[Rows excerpted from a collection]
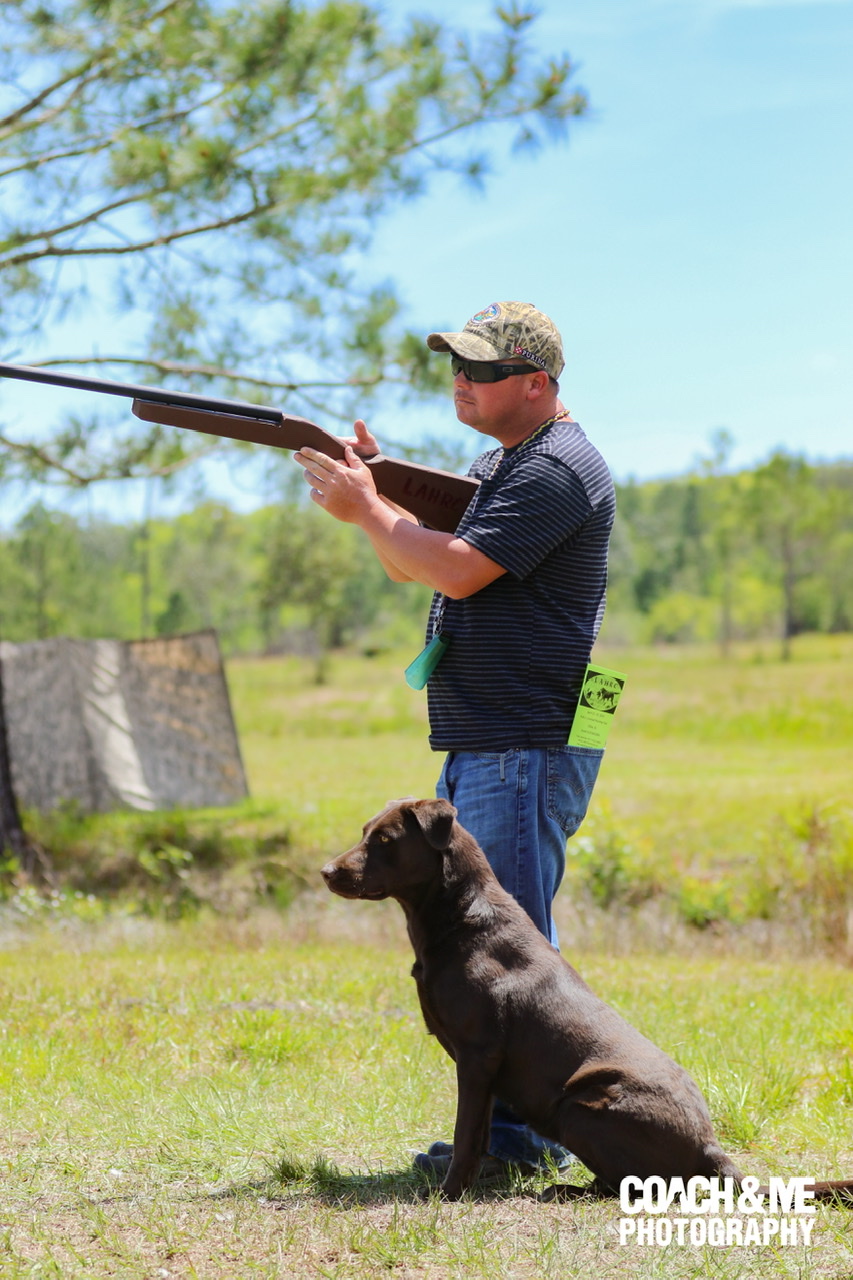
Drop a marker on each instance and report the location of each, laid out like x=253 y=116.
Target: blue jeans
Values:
x=521 y=805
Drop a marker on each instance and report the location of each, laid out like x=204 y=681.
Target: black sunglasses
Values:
x=486 y=371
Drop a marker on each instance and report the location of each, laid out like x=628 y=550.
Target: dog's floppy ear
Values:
x=436 y=821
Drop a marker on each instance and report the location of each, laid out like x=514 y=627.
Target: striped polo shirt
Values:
x=519 y=647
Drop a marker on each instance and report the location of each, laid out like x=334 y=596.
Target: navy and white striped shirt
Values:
x=511 y=675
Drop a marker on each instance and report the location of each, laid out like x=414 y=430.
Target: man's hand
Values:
x=345 y=489
x=364 y=443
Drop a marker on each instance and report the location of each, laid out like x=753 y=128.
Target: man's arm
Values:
x=409 y=552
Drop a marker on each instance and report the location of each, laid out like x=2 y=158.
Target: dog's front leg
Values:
x=473 y=1124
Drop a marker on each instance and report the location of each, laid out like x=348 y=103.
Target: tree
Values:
x=789 y=515
x=222 y=169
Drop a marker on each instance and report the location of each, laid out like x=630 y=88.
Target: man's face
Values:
x=491 y=407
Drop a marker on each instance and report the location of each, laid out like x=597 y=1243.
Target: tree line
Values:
x=705 y=557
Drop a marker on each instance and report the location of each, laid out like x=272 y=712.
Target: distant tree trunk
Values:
x=32 y=860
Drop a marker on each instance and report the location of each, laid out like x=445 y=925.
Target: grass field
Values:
x=179 y=1101
x=724 y=800
x=238 y=1095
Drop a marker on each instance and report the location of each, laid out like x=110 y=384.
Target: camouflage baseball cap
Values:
x=506 y=330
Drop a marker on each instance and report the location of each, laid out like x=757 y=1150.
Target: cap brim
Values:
x=469 y=346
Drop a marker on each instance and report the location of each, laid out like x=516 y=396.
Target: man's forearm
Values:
x=439 y=561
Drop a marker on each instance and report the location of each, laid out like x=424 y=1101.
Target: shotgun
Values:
x=438 y=498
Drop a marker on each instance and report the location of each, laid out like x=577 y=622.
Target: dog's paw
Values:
x=561 y=1192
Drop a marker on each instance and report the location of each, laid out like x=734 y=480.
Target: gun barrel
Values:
x=155 y=394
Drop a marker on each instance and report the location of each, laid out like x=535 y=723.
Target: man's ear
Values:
x=436 y=821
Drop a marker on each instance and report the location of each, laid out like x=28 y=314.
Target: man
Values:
x=519 y=600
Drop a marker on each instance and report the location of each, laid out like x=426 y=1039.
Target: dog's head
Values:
x=400 y=854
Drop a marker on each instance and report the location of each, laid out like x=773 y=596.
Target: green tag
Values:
x=419 y=671
x=597 y=704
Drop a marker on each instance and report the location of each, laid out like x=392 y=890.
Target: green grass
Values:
x=179 y=1101
x=237 y=1093
x=723 y=800
x=721 y=816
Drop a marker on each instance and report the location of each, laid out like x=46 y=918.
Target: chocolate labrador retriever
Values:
x=519 y=1022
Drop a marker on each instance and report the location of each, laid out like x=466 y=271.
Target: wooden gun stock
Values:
x=438 y=498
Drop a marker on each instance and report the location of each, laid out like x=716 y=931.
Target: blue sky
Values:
x=690 y=238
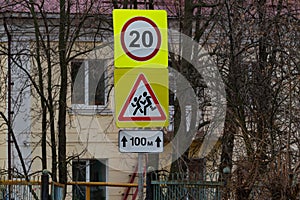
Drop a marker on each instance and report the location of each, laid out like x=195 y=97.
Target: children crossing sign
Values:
x=140 y=38
x=145 y=94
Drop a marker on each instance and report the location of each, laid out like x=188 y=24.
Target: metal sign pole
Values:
x=141 y=177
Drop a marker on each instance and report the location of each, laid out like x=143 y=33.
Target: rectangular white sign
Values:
x=141 y=141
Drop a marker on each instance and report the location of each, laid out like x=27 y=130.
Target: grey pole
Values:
x=141 y=177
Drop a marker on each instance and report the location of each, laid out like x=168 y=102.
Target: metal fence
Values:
x=179 y=186
x=19 y=189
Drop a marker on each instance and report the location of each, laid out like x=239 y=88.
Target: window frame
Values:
x=86 y=107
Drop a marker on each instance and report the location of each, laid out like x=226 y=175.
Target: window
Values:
x=88 y=83
x=92 y=170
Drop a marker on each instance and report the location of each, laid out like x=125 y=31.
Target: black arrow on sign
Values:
x=124 y=140
x=158 y=140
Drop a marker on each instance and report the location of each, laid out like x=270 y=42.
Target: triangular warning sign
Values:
x=142 y=104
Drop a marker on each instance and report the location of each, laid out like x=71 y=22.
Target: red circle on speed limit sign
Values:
x=140 y=38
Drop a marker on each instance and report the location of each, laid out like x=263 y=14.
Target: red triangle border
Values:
x=162 y=116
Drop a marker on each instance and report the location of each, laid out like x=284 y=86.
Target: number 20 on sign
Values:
x=141 y=38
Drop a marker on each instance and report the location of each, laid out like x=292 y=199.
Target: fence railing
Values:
x=20 y=189
x=185 y=186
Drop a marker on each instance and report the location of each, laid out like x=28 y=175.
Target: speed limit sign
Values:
x=140 y=38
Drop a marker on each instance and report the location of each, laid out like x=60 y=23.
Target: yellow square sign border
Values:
x=120 y=18
x=124 y=81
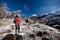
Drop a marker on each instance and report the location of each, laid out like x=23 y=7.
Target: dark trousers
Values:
x=17 y=28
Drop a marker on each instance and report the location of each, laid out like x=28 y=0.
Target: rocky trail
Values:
x=32 y=31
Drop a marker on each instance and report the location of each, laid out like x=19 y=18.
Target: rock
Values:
x=9 y=37
x=39 y=33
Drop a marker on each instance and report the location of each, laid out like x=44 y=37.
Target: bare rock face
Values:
x=9 y=37
x=13 y=37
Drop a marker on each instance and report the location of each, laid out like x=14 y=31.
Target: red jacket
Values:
x=17 y=20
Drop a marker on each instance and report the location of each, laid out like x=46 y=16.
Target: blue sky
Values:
x=29 y=7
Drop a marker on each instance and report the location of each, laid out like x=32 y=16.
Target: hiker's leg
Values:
x=18 y=28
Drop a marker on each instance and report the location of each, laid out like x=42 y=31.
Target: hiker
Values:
x=17 y=21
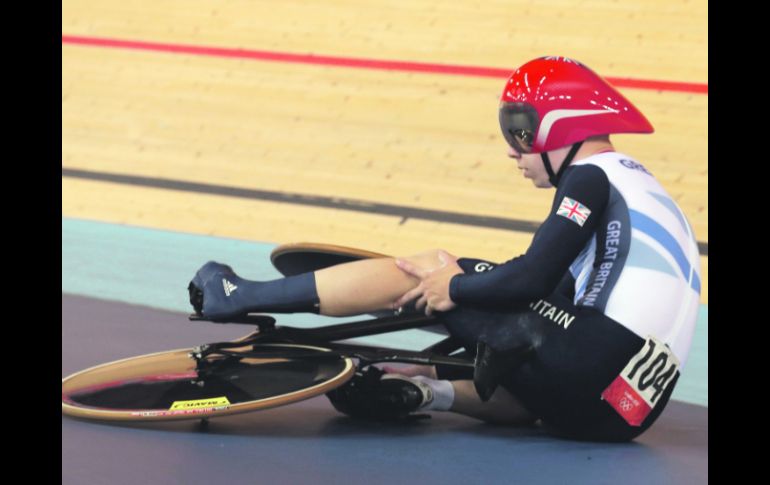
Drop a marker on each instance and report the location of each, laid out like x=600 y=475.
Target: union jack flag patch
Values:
x=574 y=211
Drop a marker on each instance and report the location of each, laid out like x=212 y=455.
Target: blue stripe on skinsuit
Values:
x=648 y=226
x=644 y=256
x=669 y=204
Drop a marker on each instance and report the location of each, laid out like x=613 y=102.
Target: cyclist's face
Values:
x=531 y=166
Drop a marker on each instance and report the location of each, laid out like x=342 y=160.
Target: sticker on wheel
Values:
x=209 y=403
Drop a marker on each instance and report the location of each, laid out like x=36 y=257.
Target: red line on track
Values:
x=358 y=63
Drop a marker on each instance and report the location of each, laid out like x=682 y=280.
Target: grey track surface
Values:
x=309 y=442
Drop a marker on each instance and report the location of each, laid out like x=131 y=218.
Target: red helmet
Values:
x=553 y=102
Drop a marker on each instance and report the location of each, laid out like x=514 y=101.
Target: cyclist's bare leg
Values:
x=367 y=285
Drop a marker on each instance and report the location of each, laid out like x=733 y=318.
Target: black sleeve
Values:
x=554 y=247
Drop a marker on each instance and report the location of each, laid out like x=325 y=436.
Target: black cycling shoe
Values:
x=375 y=396
x=214 y=292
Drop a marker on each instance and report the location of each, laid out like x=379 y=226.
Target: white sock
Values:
x=443 y=394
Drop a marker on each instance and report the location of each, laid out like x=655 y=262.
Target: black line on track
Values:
x=404 y=212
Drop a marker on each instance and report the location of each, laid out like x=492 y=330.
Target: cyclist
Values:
x=605 y=297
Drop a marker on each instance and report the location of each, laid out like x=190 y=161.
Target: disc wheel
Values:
x=166 y=386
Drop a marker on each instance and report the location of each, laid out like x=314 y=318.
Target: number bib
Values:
x=635 y=391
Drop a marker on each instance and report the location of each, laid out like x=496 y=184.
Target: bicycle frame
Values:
x=327 y=336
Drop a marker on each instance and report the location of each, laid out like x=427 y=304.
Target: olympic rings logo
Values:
x=625 y=404
x=481 y=267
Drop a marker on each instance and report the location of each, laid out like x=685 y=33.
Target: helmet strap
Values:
x=555 y=177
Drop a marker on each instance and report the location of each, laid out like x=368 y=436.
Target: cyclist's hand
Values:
x=432 y=293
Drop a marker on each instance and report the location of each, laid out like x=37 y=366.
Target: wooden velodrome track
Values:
x=383 y=137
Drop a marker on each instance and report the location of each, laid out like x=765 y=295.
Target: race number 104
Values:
x=651 y=370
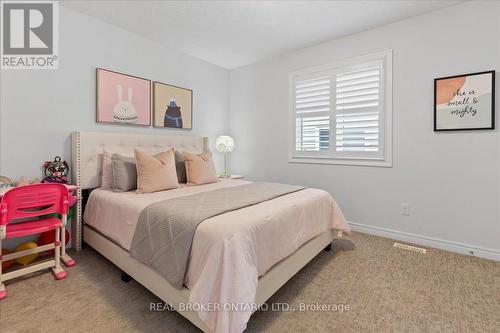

Instruction - Copy out the rows from the line that contains "like x=37 y=366." through the end of the rows, omitting any pictures.

Completed exercise -
Drop a marker on each instance and report the location of each, laid out like x=37 y=366.
Target: wooden velodrome track
Values:
x=383 y=137
Drop a marker on each instance and report the location of each, laid out like x=765 y=295.
Target: race number 104
Values:
x=651 y=370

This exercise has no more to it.